◆ **Selected extract**:
:::::
Stock futures rose in overnight trading as the market shook off the April sell-off and investors reacted positively to earnings from Meta Platforms.

Futures on the Dow Jones Industrial Average added 70 points or 0.2%. S&P 500 futures gained 0.7% and Nasdaq 100 futures jumped 1.2%.

The moves came as shares of Meta surged more than 18% after hours following a beat on earnings but a miss on revenue, a sign that investors may see signs of relief in the beaten-up tech sector. Shares were down 48% on the year heading into the results.

Meanwhile, shares of Qualcomm gained 5.6% in extended trading on the back of strong earnings while PayPal rose 5% despite issuing weak guidance for the second quarter.

“I think a lot of people want to believe that earnings are going to pull us out of this, but earnings are not what got us into this,” SoFi’s Liz Young told CNBC’s “Closing Bell: Overtime” on Wednesday. “… But the reality is there are so many macro headwinds still in front of us in the next 60 days that the market is just hard to impress.”

The after-hour activity followed a volatile regular trading session that saw the Nasdaq Composite stoop to its lowest level in 2022, as stocks looked to bounce back from a tech-led April sell-off. The index is down more than 12% since the start of April.

In Wednesday’s regular trading, the tech-heavy Nasdaq ended at 12,488.93, after rising to 1.7% at session highs. The Dow Jones Industrial Average rose 61.75 points, or 0.2%, to 33,301.93 propped up by gains from Visa and Microsoft, while the S&P 500 added 0.2% to 4,183.96.
:::::
◆ **Natural language region descriptions**:

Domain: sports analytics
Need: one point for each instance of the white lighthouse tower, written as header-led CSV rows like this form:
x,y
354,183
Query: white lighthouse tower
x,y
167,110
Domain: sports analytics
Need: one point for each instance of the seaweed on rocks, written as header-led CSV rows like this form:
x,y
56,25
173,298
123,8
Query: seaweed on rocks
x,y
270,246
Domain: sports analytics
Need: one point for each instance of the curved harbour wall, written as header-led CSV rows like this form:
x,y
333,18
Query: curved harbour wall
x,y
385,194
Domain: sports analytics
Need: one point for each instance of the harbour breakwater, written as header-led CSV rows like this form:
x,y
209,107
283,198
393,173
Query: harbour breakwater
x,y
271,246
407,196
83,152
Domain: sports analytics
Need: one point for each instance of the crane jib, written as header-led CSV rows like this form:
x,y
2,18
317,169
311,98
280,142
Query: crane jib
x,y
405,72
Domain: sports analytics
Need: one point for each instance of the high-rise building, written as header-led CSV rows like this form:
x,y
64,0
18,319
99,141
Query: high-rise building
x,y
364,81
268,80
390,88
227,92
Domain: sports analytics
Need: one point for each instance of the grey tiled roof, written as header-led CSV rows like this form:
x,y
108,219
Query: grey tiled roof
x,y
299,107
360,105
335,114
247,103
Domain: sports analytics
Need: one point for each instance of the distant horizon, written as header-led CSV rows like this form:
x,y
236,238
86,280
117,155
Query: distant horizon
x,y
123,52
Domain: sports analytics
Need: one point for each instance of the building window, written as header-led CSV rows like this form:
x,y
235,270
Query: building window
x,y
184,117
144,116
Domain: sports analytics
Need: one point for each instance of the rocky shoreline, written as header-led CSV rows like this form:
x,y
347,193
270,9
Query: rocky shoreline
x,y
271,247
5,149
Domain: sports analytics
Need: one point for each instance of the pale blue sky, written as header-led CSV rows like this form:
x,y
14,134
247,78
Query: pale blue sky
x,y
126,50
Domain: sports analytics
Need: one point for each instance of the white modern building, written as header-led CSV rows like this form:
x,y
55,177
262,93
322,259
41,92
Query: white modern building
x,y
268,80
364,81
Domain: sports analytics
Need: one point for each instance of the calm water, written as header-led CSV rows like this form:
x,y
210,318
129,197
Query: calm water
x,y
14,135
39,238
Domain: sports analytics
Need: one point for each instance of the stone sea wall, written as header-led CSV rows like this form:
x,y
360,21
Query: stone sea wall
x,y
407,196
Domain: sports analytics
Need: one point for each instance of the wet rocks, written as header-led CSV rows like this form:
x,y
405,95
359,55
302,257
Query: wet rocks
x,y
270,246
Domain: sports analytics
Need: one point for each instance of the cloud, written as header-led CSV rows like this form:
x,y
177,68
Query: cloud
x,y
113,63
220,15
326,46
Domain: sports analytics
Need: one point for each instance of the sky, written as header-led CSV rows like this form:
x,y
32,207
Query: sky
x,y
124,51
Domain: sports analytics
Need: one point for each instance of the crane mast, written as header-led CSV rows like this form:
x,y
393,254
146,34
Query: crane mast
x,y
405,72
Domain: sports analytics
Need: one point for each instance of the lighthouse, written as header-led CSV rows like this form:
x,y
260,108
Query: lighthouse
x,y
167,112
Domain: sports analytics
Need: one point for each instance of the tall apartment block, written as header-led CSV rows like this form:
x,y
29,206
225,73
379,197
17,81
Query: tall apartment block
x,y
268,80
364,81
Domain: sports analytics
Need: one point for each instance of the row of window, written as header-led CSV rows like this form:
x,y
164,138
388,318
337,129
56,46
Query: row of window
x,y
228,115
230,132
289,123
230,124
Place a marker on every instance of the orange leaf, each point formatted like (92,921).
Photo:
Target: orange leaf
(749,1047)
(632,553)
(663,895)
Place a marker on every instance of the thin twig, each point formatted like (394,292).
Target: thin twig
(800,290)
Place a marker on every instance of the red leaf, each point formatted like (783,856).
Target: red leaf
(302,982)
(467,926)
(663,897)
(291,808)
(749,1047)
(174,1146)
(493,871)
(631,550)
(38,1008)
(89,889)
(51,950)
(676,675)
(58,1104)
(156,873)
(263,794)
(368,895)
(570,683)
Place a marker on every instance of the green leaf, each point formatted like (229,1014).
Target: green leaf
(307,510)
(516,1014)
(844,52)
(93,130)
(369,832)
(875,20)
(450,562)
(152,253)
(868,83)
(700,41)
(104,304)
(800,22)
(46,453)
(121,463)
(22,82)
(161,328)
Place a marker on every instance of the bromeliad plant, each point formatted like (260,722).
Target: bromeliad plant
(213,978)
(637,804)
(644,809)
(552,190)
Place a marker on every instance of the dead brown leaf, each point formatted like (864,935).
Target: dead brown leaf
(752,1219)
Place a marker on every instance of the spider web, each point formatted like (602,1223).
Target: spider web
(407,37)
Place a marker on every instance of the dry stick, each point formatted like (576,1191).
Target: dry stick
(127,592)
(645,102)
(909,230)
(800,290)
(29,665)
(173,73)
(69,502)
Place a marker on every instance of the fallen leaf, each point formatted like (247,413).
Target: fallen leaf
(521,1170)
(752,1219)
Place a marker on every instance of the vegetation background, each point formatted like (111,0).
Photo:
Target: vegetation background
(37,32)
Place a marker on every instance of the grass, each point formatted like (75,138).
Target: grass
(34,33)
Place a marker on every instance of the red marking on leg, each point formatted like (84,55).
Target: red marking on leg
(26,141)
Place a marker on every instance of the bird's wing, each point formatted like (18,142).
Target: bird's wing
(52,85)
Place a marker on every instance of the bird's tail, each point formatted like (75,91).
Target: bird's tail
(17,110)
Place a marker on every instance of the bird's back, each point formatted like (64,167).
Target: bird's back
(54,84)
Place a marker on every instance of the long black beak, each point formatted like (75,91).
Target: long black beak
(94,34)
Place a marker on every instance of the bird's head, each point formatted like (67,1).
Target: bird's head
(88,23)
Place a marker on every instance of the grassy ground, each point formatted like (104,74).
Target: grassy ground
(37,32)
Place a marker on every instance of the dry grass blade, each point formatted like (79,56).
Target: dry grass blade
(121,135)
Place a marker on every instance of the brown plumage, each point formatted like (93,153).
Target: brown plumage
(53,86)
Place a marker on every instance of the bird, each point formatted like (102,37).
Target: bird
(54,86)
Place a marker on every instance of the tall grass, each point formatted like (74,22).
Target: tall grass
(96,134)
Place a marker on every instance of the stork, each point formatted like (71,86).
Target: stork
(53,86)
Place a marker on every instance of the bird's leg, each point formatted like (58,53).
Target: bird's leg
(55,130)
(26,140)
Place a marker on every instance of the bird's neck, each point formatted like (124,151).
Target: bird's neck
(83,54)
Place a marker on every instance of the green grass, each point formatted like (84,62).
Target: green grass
:::::
◆ **What to work on**:
1: State whether each statement agrees with the futures report, answering yes or no and quoting the deciding words of the text: (a) Meta shares were down 48% on the year before the results came out; (b) PayPal issued strong guidance for the second quarter; (c) the Dow Jones Industrial Average rose 61.75 points in Wednesday's regular trading.
2: Edit the futures report from the words "The after-hour activity" through the words "0.2% to 4,183.96.", writing the passage again with "volatile" replaced by "turbulent".

◆ **Expected outputs**:
1:
(a) Yes: "Shares were down 48% on the year heading into the results."
(b) No: "PayPal rose 5% despite issuing weak guidance for the second quarter."
(c) Yes: "The Dow Jones Industrial Average rose 61.75 points, or 0.2%, to 33,301.93"

2:
The after-hour activity followed a turbulent regular trading session that saw the Nasdaq Composite stoop to its lowest level in 2022, as stocks looked to bounce back from a tech-led April sell-off. The index is down more than 12% since the start of April.

In Wednesday’s regular trading, the tech-heavy Nasdaq ended at 12,488.93, after rising to 1.7% at session highs. The Dow Jones Industrial Average rose 61.75 points, or 0.2%, to 33,301.93 propped up by gains from Visa and Microsoft, while the S&P 500 added 0.2% to 4,183.96.